Point-per-instance localization data:

◇ ◇ ◇ ◇

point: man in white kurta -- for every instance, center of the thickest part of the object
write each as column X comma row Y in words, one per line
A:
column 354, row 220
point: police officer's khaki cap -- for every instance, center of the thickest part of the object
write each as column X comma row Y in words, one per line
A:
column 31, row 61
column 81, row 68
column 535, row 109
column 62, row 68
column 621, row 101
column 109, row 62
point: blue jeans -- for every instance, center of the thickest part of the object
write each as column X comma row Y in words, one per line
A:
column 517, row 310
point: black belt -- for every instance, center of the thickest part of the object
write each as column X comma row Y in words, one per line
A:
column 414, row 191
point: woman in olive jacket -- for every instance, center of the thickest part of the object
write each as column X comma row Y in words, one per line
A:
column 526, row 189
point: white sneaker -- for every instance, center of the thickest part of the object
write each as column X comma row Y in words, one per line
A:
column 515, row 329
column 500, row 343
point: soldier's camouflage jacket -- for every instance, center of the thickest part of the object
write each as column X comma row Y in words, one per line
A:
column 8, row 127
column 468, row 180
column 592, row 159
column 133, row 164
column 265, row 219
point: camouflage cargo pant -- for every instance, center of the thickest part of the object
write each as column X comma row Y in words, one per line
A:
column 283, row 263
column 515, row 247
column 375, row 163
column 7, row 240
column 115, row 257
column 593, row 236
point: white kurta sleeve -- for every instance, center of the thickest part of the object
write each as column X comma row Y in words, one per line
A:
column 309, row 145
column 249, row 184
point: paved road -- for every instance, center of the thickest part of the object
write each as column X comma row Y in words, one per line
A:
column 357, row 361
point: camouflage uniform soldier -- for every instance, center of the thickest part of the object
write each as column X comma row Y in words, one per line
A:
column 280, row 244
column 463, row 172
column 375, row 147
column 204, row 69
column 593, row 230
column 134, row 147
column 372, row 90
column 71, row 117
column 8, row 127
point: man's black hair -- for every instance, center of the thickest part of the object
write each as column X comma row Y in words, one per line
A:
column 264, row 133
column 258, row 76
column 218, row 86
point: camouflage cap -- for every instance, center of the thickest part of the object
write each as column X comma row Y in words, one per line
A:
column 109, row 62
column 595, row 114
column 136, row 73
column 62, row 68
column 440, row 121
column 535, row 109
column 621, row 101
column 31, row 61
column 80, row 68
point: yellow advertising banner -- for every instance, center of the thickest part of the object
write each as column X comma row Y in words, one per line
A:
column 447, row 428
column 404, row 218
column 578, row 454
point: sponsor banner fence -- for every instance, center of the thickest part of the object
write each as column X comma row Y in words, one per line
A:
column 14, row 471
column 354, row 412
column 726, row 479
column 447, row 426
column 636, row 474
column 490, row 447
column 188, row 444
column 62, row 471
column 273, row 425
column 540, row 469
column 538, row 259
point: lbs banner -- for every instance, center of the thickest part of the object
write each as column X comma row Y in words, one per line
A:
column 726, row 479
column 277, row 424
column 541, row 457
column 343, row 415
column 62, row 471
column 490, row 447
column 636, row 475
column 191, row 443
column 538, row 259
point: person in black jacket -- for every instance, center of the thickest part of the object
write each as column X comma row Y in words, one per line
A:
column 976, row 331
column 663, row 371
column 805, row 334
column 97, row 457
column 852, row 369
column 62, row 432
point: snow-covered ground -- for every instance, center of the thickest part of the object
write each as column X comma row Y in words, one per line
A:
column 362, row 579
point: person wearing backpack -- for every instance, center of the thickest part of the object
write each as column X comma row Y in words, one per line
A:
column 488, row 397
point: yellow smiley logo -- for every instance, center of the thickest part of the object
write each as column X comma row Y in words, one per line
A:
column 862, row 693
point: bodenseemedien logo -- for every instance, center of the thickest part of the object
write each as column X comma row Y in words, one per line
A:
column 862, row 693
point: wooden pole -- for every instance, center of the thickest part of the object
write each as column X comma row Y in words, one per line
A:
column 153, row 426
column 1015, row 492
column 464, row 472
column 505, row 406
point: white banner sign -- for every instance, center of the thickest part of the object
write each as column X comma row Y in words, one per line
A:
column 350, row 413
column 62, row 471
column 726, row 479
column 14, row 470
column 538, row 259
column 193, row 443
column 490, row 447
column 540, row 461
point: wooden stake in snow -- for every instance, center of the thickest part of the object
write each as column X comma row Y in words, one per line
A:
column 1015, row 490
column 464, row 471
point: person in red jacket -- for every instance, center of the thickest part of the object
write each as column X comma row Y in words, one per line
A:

◇ ◇ ◇ ◇

#### ASSIGNMENT:
Every record above must be printed again exactly as it stands.

#### RESULT OF THIS EXERCISE:
point: man in white kurta -- for every instance, center of the thickest part of the object
write each as column X comma row Y in words, one per line
A:
column 354, row 220
point: police officer's khaki cap -- for every instance, center of the thickest part of the object
write each as column X comma row Y in words, one per line
A:
column 31, row 61
column 81, row 68
column 535, row 109
column 62, row 68
column 621, row 101
column 109, row 62
point: blue jeans -- for every instance, center of the thickest part of the object
write each as column X comma row Y in words, one per line
A:
column 517, row 310
point: black belt -- for every instance, center of the thickest part of the object
write each as column X comma row Y in words, one per line
A:
column 414, row 191
point: woman in olive jacket -- for every instance, center of the thickest part of the object
write each as column X comma row Y in words, one per line
A:
column 526, row 189
point: white sneaker -- for every instance, center of the thickest part of the object
write each as column X comma row Y in words, one per line
A:
column 515, row 329
column 500, row 343
point: soldier's camouflage jacket -- for every instance, center of the thickest part of the object
write each as column X comma row Y in words, one per line
A:
column 8, row 127
column 468, row 180
column 592, row 159
column 133, row 164
column 265, row 219
point: camouflage cargo pant -- for every instance, center of the thickest part of the object
write each as column X comma row Y in words, one per line
A:
column 283, row 263
column 515, row 247
column 375, row 163
column 7, row 240
column 115, row 257
column 593, row 236
point: white kurta sleeve -- for every instance, center of the thickest part of the object
write each as column X comma row Y in words, one per line
A:
column 309, row 145
column 249, row 184
point: paved road -- for every instance, center of the thickest part of the object
write each as column X comma row Y in words, one per line
A:
column 357, row 361
point: camouflage uniform soldier -- for every instance, center of the thickest part of the object
write each as column X comma row Y in words, one per line
A:
column 280, row 244
column 463, row 172
column 375, row 147
column 204, row 69
column 593, row 230
column 134, row 147
column 372, row 90
column 71, row 117
column 8, row 127
point: man's black hair -- for every instance, center of the thickest part of the object
write each as column X comma row Y in words, one per line
A:
column 264, row 133
column 258, row 76
column 218, row 86
point: camouflage cap -- for every instance, center of the thickest part of the object
write each as column X comma row Y in words, one per line
A:
column 109, row 62
column 595, row 114
column 136, row 73
column 62, row 68
column 440, row 121
column 535, row 109
column 621, row 101
column 31, row 61
column 80, row 68
point: yellow advertising banner -- for every instance, center of the thickest part of the object
write each as column X comma row Y in words, one per line
A:
column 447, row 428
column 404, row 218
column 578, row 454
point: sponsor banner fence -- for every instance, center of the thickest part of the object
write each as column X comma row Y in words, one per line
A:
column 14, row 471
column 354, row 412
column 726, row 479
column 447, row 426
column 636, row 474
column 490, row 447
column 188, row 444
column 62, row 471
column 273, row 425
column 540, row 469
column 538, row 259
point: lbs banner -- for every instance, center of the thickest part of the object
write each as column X comma row Y in words, one per line
A:
column 726, row 479
column 277, row 424
column 541, row 457
column 343, row 415
column 62, row 471
column 490, row 447
column 636, row 475
column 191, row 443
column 538, row 259
point: person in black jacket -- for every instance, center of the thickest part of the object
write each as column X comma row Y in words, one per line
A:
column 976, row 331
column 663, row 371
column 805, row 334
column 97, row 457
column 852, row 369
column 62, row 432
point: snow-covered ground -- for every instance, center of the thickest part of the object
write each as column X comma row Y in words, one per line
A:
column 362, row 579
point: person wearing backpack -- for every instance, center of the thickest part of the object
write each as column X comma row Y in words, one per line
A:
column 488, row 397
point: yellow smiley logo -- for every instance, center of the thickest part of the object
write each as column X comma row Y in words, one per line
A:
column 862, row 693
point: bodenseemedien logo -- for every instance, center of the thickest part of the object
write each as column X comma row Y in words, one per line
A:
column 862, row 693
point: wooden pole -- for every instance, center of the thickest part of the object
write each as column X comma row Y in words, one per line
A:
column 153, row 426
column 1015, row 492
column 464, row 472
column 505, row 406
point: white banner sign -- for every instance, center of the thickest part of the object
write each as column X comma row Y in words, one per line
A:
column 350, row 413
column 62, row 471
column 726, row 479
column 14, row 470
column 538, row 259
column 193, row 443
column 490, row 447
column 540, row 461
point: wooden stake in snow -- for every instance, center of the thickest part of the object
write each as column X comma row Y in words, one per line
A:
column 1015, row 490
column 464, row 471
point: person in red jacket -- for every instance, center of the thickest part of the object
write each as column X comma row Y in words, one per line
A:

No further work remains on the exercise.